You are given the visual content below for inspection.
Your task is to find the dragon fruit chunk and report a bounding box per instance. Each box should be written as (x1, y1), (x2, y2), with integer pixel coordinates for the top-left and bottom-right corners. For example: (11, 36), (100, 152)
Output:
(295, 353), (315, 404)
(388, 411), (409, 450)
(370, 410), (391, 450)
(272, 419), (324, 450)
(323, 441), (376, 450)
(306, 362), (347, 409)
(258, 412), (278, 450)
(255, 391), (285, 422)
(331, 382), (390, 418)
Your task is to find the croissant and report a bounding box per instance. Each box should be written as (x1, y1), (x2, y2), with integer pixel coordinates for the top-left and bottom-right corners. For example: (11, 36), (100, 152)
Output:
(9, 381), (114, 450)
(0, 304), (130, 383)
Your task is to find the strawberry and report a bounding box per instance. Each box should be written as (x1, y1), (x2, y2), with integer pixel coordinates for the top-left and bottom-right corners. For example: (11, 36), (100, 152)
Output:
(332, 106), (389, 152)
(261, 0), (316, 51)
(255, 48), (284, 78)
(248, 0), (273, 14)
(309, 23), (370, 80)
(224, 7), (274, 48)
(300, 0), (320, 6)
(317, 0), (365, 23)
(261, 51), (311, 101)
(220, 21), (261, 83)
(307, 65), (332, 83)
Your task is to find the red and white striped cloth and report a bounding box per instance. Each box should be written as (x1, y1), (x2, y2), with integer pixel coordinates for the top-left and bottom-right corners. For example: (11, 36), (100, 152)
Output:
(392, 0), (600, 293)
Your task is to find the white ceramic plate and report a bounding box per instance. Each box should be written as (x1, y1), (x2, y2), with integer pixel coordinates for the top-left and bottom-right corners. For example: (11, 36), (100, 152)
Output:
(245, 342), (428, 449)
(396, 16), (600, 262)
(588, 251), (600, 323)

● ● ● ● ●

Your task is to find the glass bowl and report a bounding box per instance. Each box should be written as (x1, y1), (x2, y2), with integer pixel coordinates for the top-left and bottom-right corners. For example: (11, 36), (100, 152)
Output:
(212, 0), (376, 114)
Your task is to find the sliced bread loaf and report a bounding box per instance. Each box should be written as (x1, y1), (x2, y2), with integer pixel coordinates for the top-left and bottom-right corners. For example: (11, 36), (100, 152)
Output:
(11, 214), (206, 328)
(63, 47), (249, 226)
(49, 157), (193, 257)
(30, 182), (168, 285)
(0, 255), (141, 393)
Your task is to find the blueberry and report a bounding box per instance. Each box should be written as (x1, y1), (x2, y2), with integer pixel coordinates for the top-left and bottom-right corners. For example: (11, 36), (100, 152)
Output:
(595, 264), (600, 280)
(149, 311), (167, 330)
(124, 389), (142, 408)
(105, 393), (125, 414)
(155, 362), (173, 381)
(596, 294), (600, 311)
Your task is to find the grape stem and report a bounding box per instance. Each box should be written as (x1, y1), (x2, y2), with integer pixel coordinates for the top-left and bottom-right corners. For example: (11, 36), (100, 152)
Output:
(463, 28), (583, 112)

● ● ● ● ●

Assignment: The listing above holds a line with "Your task is to find the dragon" and a line with "Your task is to find the strawberry". Print the stretch from the first through the second, exactly and alone.

Exercise response:
Your task is to find the dragon fruit chunk and report a bounding box per instance. Each box should be written as (x1, y1), (x2, y2), with integer pixel coordinates for the top-left and bottom-right corners. For example: (11, 36), (100, 152)
Output:
(295, 353), (315, 404)
(388, 411), (409, 450)
(370, 410), (391, 450)
(272, 419), (324, 450)
(323, 441), (376, 450)
(306, 362), (347, 409)
(258, 412), (278, 450)
(255, 391), (285, 422)
(331, 382), (390, 418)
Your task is to find the croissant and report a bounding box per instance. Each box should be written as (x1, y1), (x2, y2), with integer pixel coordinates for the top-left and bottom-right corners. For example: (11, 36), (100, 152)
Output:
(9, 381), (114, 450)
(0, 304), (130, 383)
Your task is to find the strawberry and report a bounding box per instance. Each box should be written as (x1, y1), (x2, y2), with integer pixel coordinates for the top-left and bottom-right corners. For example: (11, 36), (100, 152)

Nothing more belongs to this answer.